* [What you will do]: Nothing but the records, repeated word for word and free of pictures, belongs in the answer.

--- Data records Enclosed Below ---

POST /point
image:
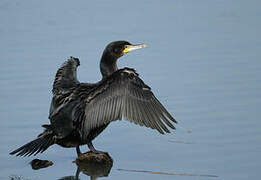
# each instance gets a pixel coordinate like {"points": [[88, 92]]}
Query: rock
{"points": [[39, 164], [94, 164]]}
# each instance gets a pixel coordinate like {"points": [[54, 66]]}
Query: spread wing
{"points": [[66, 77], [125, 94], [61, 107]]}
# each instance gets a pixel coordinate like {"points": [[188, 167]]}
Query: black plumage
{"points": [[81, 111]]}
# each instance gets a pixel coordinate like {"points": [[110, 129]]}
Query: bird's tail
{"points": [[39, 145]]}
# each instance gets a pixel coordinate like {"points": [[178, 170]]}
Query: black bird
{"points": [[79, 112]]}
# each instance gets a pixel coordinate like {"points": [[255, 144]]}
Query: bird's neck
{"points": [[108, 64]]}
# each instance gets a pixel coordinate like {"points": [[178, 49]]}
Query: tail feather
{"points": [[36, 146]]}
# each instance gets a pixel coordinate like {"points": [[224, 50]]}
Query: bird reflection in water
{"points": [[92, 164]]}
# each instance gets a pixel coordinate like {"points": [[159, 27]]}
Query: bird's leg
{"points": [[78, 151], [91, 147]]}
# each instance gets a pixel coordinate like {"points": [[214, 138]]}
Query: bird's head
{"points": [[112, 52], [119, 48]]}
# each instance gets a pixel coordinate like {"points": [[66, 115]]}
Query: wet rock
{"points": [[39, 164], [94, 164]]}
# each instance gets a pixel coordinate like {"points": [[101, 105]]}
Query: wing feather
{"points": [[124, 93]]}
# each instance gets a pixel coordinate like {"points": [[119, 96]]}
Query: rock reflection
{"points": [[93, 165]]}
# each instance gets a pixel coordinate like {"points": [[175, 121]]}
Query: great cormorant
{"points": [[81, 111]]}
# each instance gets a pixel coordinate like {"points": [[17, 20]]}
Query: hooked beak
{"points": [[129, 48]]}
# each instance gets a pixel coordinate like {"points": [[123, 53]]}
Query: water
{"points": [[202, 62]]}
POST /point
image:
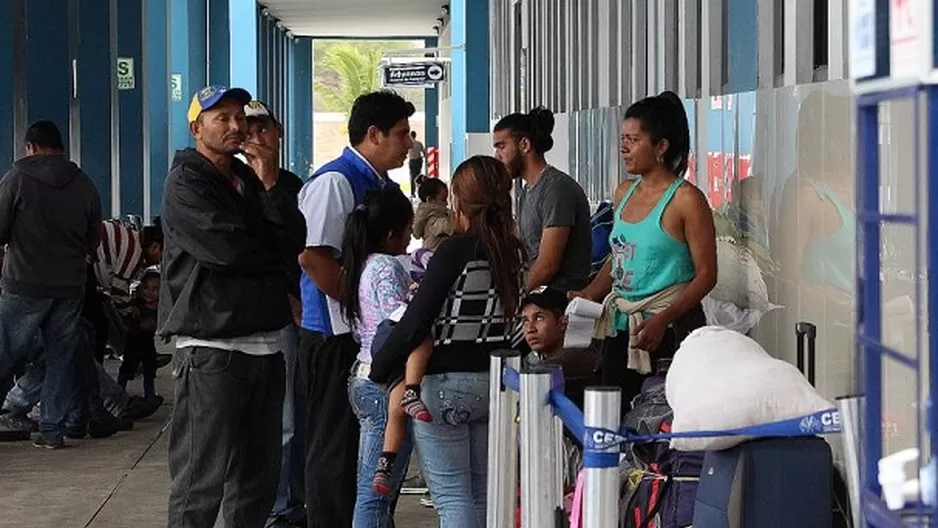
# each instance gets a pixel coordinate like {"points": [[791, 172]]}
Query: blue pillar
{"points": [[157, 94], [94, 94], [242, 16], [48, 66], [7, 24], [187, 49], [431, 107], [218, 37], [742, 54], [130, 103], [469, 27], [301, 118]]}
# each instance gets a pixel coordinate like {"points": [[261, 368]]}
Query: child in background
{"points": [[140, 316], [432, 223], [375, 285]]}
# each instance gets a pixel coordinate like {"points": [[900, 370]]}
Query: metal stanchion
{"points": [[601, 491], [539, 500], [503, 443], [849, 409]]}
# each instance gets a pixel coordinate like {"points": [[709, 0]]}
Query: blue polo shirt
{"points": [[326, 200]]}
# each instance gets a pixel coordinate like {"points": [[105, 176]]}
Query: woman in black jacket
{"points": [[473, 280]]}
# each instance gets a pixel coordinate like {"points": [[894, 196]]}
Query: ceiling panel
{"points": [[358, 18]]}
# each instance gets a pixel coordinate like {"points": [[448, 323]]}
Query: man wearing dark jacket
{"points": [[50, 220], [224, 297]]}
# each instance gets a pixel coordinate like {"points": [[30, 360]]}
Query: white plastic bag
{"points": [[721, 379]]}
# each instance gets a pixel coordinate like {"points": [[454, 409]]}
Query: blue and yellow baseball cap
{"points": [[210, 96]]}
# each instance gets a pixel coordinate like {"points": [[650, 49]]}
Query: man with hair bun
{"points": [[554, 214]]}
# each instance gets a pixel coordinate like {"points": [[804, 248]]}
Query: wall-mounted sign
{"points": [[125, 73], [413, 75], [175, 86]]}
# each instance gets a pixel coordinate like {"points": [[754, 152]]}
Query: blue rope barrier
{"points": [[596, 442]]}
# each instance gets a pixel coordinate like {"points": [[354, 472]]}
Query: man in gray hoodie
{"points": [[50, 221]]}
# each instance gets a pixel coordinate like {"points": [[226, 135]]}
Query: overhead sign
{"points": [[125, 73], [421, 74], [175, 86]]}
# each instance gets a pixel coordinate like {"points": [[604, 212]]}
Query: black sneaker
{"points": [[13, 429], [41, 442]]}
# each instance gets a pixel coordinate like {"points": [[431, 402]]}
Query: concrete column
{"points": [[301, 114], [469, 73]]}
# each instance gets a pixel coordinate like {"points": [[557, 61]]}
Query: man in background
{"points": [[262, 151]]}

--- End of Enclosed Data records ---

* [Written response]:
POST /point
image:
# each instance gets a pixel coordinate like {"points": [[88, 92]]}
Query: rock
{"points": [[39, 164], [94, 164]]}
# each instance gets a pixel coordinate like {"points": [[54, 66]]}
Query: spread wing
{"points": [[66, 77], [125, 94], [61, 107]]}
# each instance gets a pixel coordinate like {"points": [[188, 167]]}
Query: black plumage
{"points": [[81, 111]]}
# each instance gets a pixel coordinate like {"points": [[110, 129]]}
Query: bird's tail
{"points": [[39, 145]]}
# each instance gets a pixel coordinate like {"points": [[178, 170]]}
Query: black bird
{"points": [[79, 112]]}
# each instance gets a pixel coordinate like {"points": [[255, 144]]}
Query: bird's neck
{"points": [[108, 64]]}
# each instance gets a pixel coordinate like {"points": [[178, 49]]}
Query: tail feather
{"points": [[36, 146]]}
# each instance gets a pixel coordinate like {"points": [[224, 50]]}
Query: bird reflection in water
{"points": [[92, 164]]}
# each instance gets a pixel coordinate like {"points": [[159, 27]]}
Query: bird's leg
{"points": [[78, 151], [91, 147]]}
# each instance gets a pixel coordinate like {"points": [[214, 138]]}
Query: bird's head
{"points": [[112, 52], [119, 48]]}
# each instance gets a pixel coordinate like {"points": [[66, 115]]}
Query: wet rock
{"points": [[39, 164], [94, 164]]}
# each instance gets a pixel coordinate like {"points": [[101, 105]]}
Query: wing feather
{"points": [[124, 93]]}
# each instance gets a pixel coordinate like {"points": [[119, 96]]}
Query: rock reflection
{"points": [[93, 165]]}
# each instance gets a pixel coordinate like {"points": [[175, 121]]}
Query: great cormorant
{"points": [[81, 111]]}
# each instance gets a pixel coordinate like {"points": [[17, 20]]}
Query: hooked beak
{"points": [[129, 48]]}
# each instance gets a pixel coordinate like {"points": [[123, 53]]}
Query: water
{"points": [[202, 62]]}
POST /point
image:
# each instance gets a pixel coordinate like {"points": [[791, 172]]}
Query: blue pillar
{"points": [[157, 94], [94, 94], [242, 16], [48, 66], [7, 24], [187, 49], [431, 107], [218, 37], [742, 54], [130, 103], [469, 27], [301, 118]]}
# each instance gets a pixel coordinate like {"points": [[261, 368]]}
Query: child in background
{"points": [[140, 316], [432, 223], [375, 285]]}
# each instance gets a pixel coordinate like {"points": [[900, 370]]}
Query: metal stanchion
{"points": [[601, 491], [539, 500], [503, 443], [849, 409]]}
# each instance gets a pixel coordinate like {"points": [[709, 0]]}
Query: blue polo shirt
{"points": [[326, 200]]}
# each instance gets a pixel coordinate like {"points": [[105, 176]]}
Query: woman in black jacket
{"points": [[473, 280]]}
# each instance gets a pixel coordinate like {"points": [[894, 196]]}
Query: ceiling panel
{"points": [[358, 18]]}
# each instance gets a pixel coordinate like {"points": [[448, 323]]}
Query: man wearing dark jacket
{"points": [[50, 220], [224, 297]]}
# each instance gets a pixel coordinate like {"points": [[30, 360]]}
Query: white plastic bag
{"points": [[721, 379]]}
# each instance gets a pixel coordinate like {"points": [[454, 409]]}
Query: blue and yellow baseball cap
{"points": [[210, 96]]}
# each instance gets a pixel coordinate like {"points": [[650, 49]]}
Query: man with hair bun
{"points": [[554, 214]]}
# each instance gets a pixel coordinate like {"points": [[804, 248]]}
Query: wall-mounted sign
{"points": [[125, 73], [413, 75], [175, 86]]}
# each instance gets a pixel coordinate like {"points": [[754, 152]]}
Query: blue rope barrier
{"points": [[596, 442]]}
# each instance gets a pixel coordinate like {"points": [[354, 472]]}
Query: man in gray hoodie
{"points": [[50, 221]]}
# each instance gets a pixel coordinate like {"points": [[226, 135]]}
Query: overhead sign
{"points": [[125, 73], [421, 74], [175, 86]]}
# each instance gets a pixel coordinate like {"points": [[604, 212]]}
Query: black sneaker
{"points": [[13, 429], [41, 442]]}
# each instance gets a pixel coordinate like {"points": [[431, 402]]}
Query: concrete column
{"points": [[301, 114], [469, 73]]}
# each instance gets a pixel coordinate like {"points": [[557, 61]]}
Query: man in background
{"points": [[262, 151]]}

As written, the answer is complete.